(Beginning of Text)
Cash-Strapped States Spend Millions Trying To Defend Anti-Abortion Laws

North Carolina had to pay $1 million out of its emergency fund for natural disasters.

WASHINGTON― As states lose court battle after court battle over the hundreds of anti-abortion laws they’ve passed in the last five years, taxpayers are being forced to pay millions of dollars that are desperately needed for other purposes.

Alabama, for instance, just had to call a special legislative session to deal with a massive budget shortfall. The state is so desperate for money that it’s considering creating a lottery to raise funds for it’s deeply short-changed Medicaid program. Meanwhile, the state agreed last week to pay $1.7 million in attorney fees and costs to Planned Parenthood and the American Civil Liberties Union, which successfully challenged a state law requiring abortion providers to have admitting privileges at a local hospital. The U.S. Supreme Court recently ruled a similar law in Texas unconstitutional, causing Alabama’s attorney general to drop the state’s appeal after two years of pricy court battles.

Wisconsin, which is currently trying to save money in the state budget by underfunding its public schools, is expected to pay $1.8 million in legal fees to Planned Parenthood and the ACLU after a judge blocked its 2013 admitting privileges law and the Supreme Court refused to review it. North Carolina had to dip into its emergency fund for natural disasters to pay $1 million in legal fees to the Center for Reproductive Rights, Planned Parenthood and ACLU, which successfully challenged a 2011 state law forcing women to view a narrated ultrasound before having an abortion. And Missouri, where Gov. Jay Nixon (D) had to freeze money for K-12 transportation and charter schools to balance the budget, was just ordered to pay $156,000 in attorney fees after the state illegally revoked the Columbia Planned Parenthood clinic’s abortion license.
(End of Text)
(Beginning of Data)
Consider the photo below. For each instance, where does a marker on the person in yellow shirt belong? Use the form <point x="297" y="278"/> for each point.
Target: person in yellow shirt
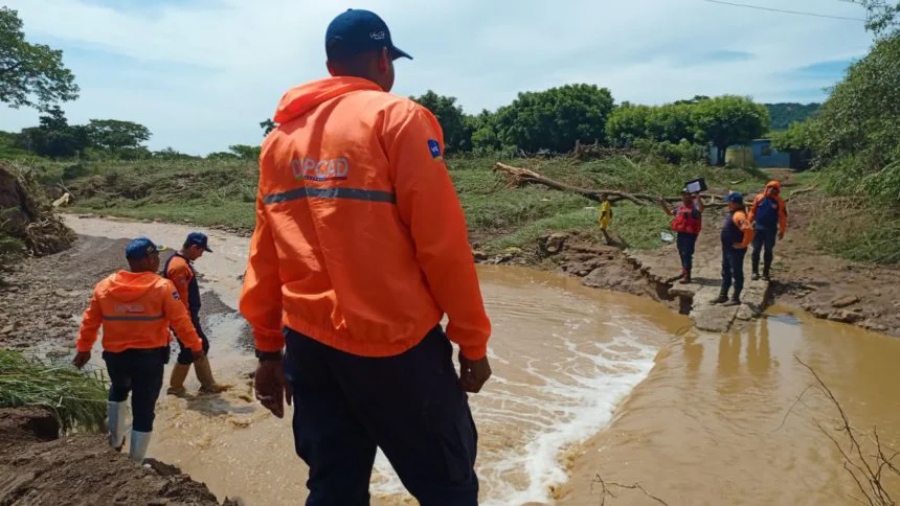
(End of Data)
» List of tasks
a - In the article on states' anti-abortion legal costs, how much did North Carolina pay in legal fees, and from which fund?
b - Continue the article on states' anti-abortion legal costs after its last sentence.

» Answers
a - $1 million, from its emergency fund for natural disasters.

b -
“Time after time, courts across the country have reaffirmed that a woman has a constitutional right to safe and legal abortion,” said Stephanie Toti, senior counsel at the Center for Reproductive Rights. “Not only do unconstitutional abortion restrictions harm women, but they are a burden to taxpayers.”

These price tags, of course, do not include the states’ own legal costs, which are equally high. Texas, for instance, has already spent more than $1 million defending a pair of abortion restrictions that the U.S. Supreme Court struck down in June, before the Center for Reproductive Rights has even filed for legal fees. And the court battles over unconstitutional abortion laws in the states aren’t showing any signs of slowing down.

“Political attacks on health care come at a cost,” said Dawn Laguens, executive vice president of Planned Parenthood. “We will continue to fight state by state, legislature by legislature, until each of these laws is struck down.”